Reproduce every line of the items below word for word, leaving out the pictures.

• • •

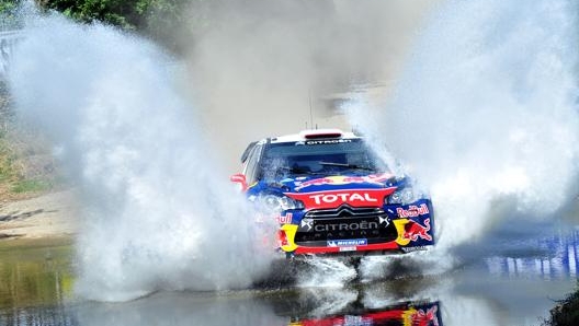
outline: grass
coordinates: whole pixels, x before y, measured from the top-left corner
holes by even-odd
[[[61,182],[42,133],[20,123],[0,83],[0,202],[47,193]]]
[[[577,326],[579,325],[579,289],[559,301],[550,310],[550,316],[543,326]]]

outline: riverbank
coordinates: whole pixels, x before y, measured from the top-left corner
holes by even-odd
[[[73,190],[60,190],[0,205],[0,241],[71,238],[78,230]]]

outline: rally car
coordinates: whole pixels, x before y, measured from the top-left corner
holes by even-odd
[[[305,130],[248,145],[231,176],[275,219],[277,249],[300,255],[388,254],[434,244],[430,198],[394,175],[362,137]]]

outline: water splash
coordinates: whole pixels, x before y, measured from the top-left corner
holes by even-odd
[[[566,0],[447,1],[391,97],[345,107],[431,189],[438,249],[502,220],[516,228],[553,217],[574,200],[576,9]]]
[[[256,226],[154,45],[99,23],[30,14],[9,75],[81,189],[79,293],[242,288],[265,272]]]

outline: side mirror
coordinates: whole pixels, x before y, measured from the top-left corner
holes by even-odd
[[[242,173],[236,173],[229,177],[232,183],[241,185],[241,191],[246,191],[248,188],[246,176]]]

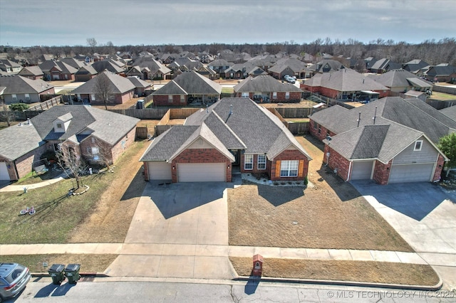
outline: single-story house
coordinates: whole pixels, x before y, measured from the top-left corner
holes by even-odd
[[[157,106],[182,106],[187,103],[212,103],[220,98],[222,86],[195,70],[182,72],[152,93]]]
[[[270,75],[249,76],[237,84],[234,90],[234,97],[250,98],[260,102],[299,102],[302,95],[300,88]]]
[[[233,166],[271,181],[303,181],[311,159],[267,109],[224,98],[155,138],[140,161],[146,180],[231,182]]]
[[[323,163],[345,181],[379,184],[438,181],[448,159],[440,137],[456,122],[420,100],[388,97],[313,113],[310,132],[325,143]]]
[[[368,95],[369,100],[387,97],[390,89],[378,82],[348,68],[316,74],[300,85],[301,89],[342,100],[357,100]]]
[[[135,141],[138,119],[85,105],[53,107],[0,130],[0,180],[18,180],[45,152],[68,144],[88,162],[114,163]]]
[[[0,75],[0,86],[6,87],[3,97],[6,104],[36,103],[56,93],[54,87],[41,79],[31,80],[19,75]]]
[[[136,88],[135,85],[129,79],[108,71],[97,75],[94,78],[75,88],[71,91],[71,95],[75,95],[78,100],[85,100],[91,104],[103,105],[103,101],[101,99],[102,92],[100,91],[100,82],[102,81],[101,86],[103,87],[105,80],[103,78],[98,80],[98,77],[106,78],[105,83],[108,85],[106,90],[109,103],[123,104],[133,97]]]

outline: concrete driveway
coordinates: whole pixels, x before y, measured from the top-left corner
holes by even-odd
[[[432,265],[443,280],[444,287],[456,288],[456,192],[430,183],[351,183]]]
[[[161,184],[161,185],[159,185]],[[151,181],[110,276],[232,279],[227,187],[232,183]]]

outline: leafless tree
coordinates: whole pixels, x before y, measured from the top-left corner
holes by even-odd
[[[1,102],[1,110],[0,110],[0,120],[6,122],[8,127],[11,126],[11,121],[14,119],[14,114],[10,110],[8,105],[5,104],[5,101],[0,96],[0,102]]]
[[[59,144],[59,150],[56,153],[56,156],[57,164],[66,175],[70,178],[73,177],[76,181],[76,189],[83,185],[81,177],[87,169],[87,165],[76,149],[68,143],[62,143]]]
[[[113,164],[111,147],[95,137],[92,137],[90,146],[87,147],[84,156],[89,162],[100,164],[108,169]]]
[[[95,81],[95,94],[97,99],[103,101],[105,105],[105,109],[108,110],[108,104],[111,101],[113,95],[113,88],[111,82],[108,77],[108,71],[105,70],[100,73],[94,78]]]
[[[92,48],[92,54],[93,54],[93,48],[97,46],[97,41],[95,40],[95,38],[88,38],[87,45]]]

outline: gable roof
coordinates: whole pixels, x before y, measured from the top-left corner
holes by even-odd
[[[359,127],[395,122],[425,134],[433,143],[456,129],[456,122],[430,105],[399,97],[379,99],[352,110],[336,105],[312,114],[311,119],[338,134],[358,128],[360,113]]]
[[[105,71],[95,76],[94,78],[89,80],[78,87],[71,91],[72,94],[95,94],[97,92],[96,85],[98,77],[108,77],[110,83],[110,93],[120,93],[128,92],[135,89],[135,85],[132,82],[125,78],[116,74],[113,74],[108,71]]]
[[[4,95],[37,94],[53,87],[41,79],[31,80],[19,75],[0,75],[0,86],[6,87]]]
[[[233,88],[235,92],[302,92],[293,84],[278,81],[270,75],[249,76]]]
[[[201,137],[234,161],[229,149],[266,154],[273,159],[293,147],[309,160],[304,149],[285,125],[268,110],[247,98],[224,98],[190,116],[155,139],[140,161],[170,161]],[[154,140],[154,141],[155,141]]]

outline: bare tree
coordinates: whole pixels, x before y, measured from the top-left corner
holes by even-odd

• • •

Completed exercise:
outline: grass
coordinates: whole pixels, x before y, measured from the top-left corner
holes by even-odd
[[[61,182],[42,133],[20,123],[0,83],[0,202],[47,193]]]
[[[577,326],[579,325],[579,289],[559,301],[550,310],[550,316],[543,326]]]

outline: riverbank
coordinates: whole pixels, x before y, measured from the top-left corner
holes by even-odd
[[[73,190],[60,190],[0,205],[0,241],[71,238],[78,230]]]

outline: rally car
coordinates: whole pixels, x before y, measured from the top-left corner
holes by even-odd
[[[305,130],[248,145],[231,176],[275,219],[277,249],[300,255],[388,254],[434,244],[430,198],[394,175],[362,137]]]

outline: water splash
coordinates: whole pixels, x before y, measured from the top-left corner
holes by even-odd
[[[566,0],[447,1],[391,97],[345,107],[431,189],[438,249],[502,220],[516,228],[553,217],[574,200],[576,9]]]
[[[256,226],[154,45],[99,23],[30,14],[9,75],[81,189],[79,293],[242,288],[265,272]]]

outline: side mirror
coordinates: whole pixels, x before y, measured from the top-left corner
holes by even-odd
[[[242,173],[236,173],[229,177],[232,183],[241,185],[241,191],[246,191],[248,188],[246,176]]]

outline: single-story house
coordinates: whole pixels, x before y, measured from the top-left corner
holes by even-odd
[[[157,106],[182,106],[187,103],[212,103],[220,98],[222,86],[195,70],[182,72],[152,93]]]
[[[270,75],[249,76],[237,84],[234,90],[234,97],[250,98],[260,102],[299,102],[302,95],[300,88]]]
[[[233,166],[271,181],[303,181],[311,159],[267,109],[224,98],[155,138],[140,161],[146,180],[231,182]]]
[[[323,163],[345,181],[379,184],[438,181],[448,159],[440,137],[456,122],[420,100],[388,97],[313,113],[310,132],[325,143]]]
[[[368,95],[369,100],[387,97],[390,89],[378,82],[348,68],[316,74],[300,85],[301,89],[342,100],[357,100]]]
[[[135,141],[138,119],[85,105],[53,107],[0,130],[0,180],[18,180],[45,152],[68,144],[88,162],[114,163]]]
[[[0,75],[0,86],[6,87],[3,97],[6,104],[36,103],[56,93],[54,87],[41,79],[31,80],[19,75]]]
[[[136,88],[135,85],[129,79],[108,71],[97,75],[94,78],[75,88],[71,91],[71,95],[75,95],[78,100],[85,100],[91,104],[103,105],[103,101],[101,99],[102,92],[100,91],[100,82],[102,81],[101,86],[103,87],[105,80],[103,78],[98,80],[98,77],[106,78],[105,83],[108,85],[106,90],[109,103],[123,104],[133,97]]]

outline: concrete driveway
coordinates: whole pixels, x before y, measured from the top-left corner
holes by even-odd
[[[432,265],[443,280],[444,287],[456,288],[456,192],[430,183],[351,183]]]
[[[161,184],[161,185],[159,185]],[[151,181],[110,276],[232,279],[227,187],[232,183]]]

outline: leafless tree
coordinates: whole pixels, x before y, measured from the top-left corner
holes by even-odd
[[[1,102],[1,110],[0,110],[0,120],[6,122],[8,127],[11,126],[11,121],[14,119],[14,114],[10,110],[8,105],[5,104],[5,101],[0,96],[0,102]]]
[[[59,144],[59,150],[56,153],[56,156],[57,164],[66,175],[70,178],[73,177],[76,181],[76,189],[83,185],[81,177],[87,169],[87,165],[76,149],[68,143],[62,143]]]
[[[113,164],[111,147],[95,137],[92,137],[90,146],[87,147],[84,156],[89,162],[100,164],[108,169]]]
[[[95,81],[95,94],[97,99],[103,101],[105,105],[105,109],[108,110],[108,104],[111,101],[113,95],[113,88],[111,82],[108,77],[108,71],[105,70],[100,73],[94,78]]]
[[[92,48],[92,54],[93,54],[93,48],[97,46],[97,41],[95,40],[95,38],[88,38],[87,45]]]

outline: gable roof
coordinates: whole pixels, x before y, measured from the top-left corner
holes by even-odd
[[[359,127],[395,122],[425,134],[433,143],[456,129],[456,122],[430,105],[399,97],[379,99],[352,110],[336,105],[312,114],[311,119],[338,134],[358,128],[360,113]]]
[[[105,71],[95,76],[94,78],[89,80],[78,87],[71,91],[72,94],[95,94],[97,92],[96,85],[98,77],[108,77],[110,83],[110,93],[120,93],[128,92],[135,89],[135,85],[132,82],[125,78],[116,74],[113,74],[108,71]]]
[[[4,95],[37,94],[53,87],[41,79],[31,80],[19,75],[0,75],[0,86],[6,87]]]
[[[233,88],[235,92],[302,92],[293,84],[278,81],[270,75],[249,76]]]
[[[201,137],[234,161],[229,149],[266,154],[273,159],[293,147],[309,160],[304,149],[285,125],[268,110],[247,98],[224,98],[190,116],[155,139],[140,161],[170,161]],[[154,140],[154,141],[155,141]]]

outline: bare tree
coordinates: whole pixels, x before y, measured from the top-left corner
holes by even-odd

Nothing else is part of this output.